╭─ Information shown
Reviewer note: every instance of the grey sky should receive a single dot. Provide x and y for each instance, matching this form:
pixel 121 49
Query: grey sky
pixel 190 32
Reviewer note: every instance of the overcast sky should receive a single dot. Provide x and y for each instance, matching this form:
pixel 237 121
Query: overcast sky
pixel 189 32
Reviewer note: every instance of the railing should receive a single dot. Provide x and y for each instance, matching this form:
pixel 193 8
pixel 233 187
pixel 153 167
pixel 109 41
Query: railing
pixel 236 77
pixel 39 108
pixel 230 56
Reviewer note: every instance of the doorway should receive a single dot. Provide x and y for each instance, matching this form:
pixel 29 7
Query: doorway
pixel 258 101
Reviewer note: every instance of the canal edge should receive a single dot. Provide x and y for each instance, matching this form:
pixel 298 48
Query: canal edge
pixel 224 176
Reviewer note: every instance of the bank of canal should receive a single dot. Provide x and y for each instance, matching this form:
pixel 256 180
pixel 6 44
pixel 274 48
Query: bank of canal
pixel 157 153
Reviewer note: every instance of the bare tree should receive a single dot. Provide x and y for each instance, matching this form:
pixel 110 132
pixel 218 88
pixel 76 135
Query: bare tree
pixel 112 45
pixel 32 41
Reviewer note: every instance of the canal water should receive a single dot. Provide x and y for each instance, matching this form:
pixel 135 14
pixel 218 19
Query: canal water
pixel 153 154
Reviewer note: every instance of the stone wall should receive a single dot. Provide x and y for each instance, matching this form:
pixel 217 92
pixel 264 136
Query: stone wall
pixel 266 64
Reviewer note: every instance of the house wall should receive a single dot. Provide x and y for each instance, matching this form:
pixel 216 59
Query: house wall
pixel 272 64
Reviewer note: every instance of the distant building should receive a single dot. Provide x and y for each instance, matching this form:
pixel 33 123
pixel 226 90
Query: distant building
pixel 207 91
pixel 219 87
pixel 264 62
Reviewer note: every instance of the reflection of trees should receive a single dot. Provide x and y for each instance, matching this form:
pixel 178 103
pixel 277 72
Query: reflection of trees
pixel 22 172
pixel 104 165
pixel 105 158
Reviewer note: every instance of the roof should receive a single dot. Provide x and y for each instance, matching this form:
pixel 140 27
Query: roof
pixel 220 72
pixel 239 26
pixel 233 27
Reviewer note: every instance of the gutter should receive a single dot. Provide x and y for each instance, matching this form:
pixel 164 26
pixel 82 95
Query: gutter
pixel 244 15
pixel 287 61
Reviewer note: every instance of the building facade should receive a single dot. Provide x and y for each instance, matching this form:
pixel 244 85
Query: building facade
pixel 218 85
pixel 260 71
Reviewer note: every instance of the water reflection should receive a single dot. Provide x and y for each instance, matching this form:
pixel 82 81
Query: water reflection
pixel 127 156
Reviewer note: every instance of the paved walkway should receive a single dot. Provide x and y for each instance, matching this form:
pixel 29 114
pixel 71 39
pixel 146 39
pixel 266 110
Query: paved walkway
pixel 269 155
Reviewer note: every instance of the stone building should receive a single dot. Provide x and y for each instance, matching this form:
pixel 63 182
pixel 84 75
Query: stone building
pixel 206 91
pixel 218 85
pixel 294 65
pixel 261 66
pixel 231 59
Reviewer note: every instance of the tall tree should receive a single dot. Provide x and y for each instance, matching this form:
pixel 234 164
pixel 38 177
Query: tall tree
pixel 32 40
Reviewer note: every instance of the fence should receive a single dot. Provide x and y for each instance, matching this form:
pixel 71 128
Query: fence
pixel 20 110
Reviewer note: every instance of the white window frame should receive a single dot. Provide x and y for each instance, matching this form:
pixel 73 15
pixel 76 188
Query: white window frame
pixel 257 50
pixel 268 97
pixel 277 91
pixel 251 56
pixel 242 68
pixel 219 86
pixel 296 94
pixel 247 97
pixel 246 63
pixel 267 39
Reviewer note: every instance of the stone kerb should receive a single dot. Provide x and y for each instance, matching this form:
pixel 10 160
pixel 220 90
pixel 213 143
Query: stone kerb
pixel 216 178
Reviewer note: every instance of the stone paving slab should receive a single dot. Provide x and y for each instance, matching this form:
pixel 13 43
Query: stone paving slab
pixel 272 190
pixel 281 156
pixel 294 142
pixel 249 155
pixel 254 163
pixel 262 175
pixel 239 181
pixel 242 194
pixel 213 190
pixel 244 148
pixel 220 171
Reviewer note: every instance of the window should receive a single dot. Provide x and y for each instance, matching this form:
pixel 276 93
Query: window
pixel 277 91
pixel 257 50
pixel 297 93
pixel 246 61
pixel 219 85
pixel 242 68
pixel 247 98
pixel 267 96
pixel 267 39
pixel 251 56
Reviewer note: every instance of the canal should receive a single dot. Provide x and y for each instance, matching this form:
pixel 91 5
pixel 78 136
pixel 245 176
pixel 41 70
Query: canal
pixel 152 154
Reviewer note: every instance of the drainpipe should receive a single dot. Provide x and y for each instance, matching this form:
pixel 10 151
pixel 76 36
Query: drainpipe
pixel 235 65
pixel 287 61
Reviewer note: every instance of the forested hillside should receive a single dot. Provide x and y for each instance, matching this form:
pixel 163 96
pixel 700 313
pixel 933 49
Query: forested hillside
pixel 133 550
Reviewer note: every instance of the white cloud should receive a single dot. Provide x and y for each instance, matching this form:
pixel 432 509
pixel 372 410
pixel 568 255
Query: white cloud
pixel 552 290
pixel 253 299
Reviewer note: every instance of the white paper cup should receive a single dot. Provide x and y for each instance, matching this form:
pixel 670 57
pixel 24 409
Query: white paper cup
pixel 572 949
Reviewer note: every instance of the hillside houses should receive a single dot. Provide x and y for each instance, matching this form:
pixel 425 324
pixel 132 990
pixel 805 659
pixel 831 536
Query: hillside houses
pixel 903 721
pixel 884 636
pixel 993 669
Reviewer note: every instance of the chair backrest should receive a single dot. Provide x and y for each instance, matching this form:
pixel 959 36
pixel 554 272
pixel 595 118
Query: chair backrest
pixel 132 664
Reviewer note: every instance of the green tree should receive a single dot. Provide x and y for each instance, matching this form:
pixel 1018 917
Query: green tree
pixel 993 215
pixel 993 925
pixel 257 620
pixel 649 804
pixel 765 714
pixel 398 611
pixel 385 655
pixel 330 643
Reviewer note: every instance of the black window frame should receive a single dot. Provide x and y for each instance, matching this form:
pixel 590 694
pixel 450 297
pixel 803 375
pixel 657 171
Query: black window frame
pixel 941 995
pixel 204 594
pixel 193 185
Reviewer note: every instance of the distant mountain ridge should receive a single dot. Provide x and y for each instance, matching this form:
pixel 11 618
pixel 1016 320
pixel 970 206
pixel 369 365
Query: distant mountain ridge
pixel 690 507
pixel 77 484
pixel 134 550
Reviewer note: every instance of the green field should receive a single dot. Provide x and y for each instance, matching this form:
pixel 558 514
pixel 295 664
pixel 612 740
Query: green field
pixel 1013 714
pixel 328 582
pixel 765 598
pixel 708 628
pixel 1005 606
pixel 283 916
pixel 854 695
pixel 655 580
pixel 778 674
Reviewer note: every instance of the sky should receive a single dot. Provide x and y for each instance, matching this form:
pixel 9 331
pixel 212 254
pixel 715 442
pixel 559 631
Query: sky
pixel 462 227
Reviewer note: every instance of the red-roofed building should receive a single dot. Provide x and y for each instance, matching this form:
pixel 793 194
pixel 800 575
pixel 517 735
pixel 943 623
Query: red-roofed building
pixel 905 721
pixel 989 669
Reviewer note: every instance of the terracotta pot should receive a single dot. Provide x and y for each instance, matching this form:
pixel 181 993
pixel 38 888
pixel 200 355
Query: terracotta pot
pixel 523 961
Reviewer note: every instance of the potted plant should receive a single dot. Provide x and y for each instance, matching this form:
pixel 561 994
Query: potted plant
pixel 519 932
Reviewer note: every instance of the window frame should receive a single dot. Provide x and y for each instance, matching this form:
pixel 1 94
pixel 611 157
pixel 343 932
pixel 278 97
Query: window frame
╰─
● **Given instruction**: Present the lines from the first one through the line containing "pixel 190 32" as a numbered list, leaving out any blank lines.

● **Output of the task**:
1. Reviewer note: every instance of the grey sky should receive a single dot. Provide x and y for each instance, matching this form:
2. pixel 121 49
3. Query: grey sky
4. pixel 190 32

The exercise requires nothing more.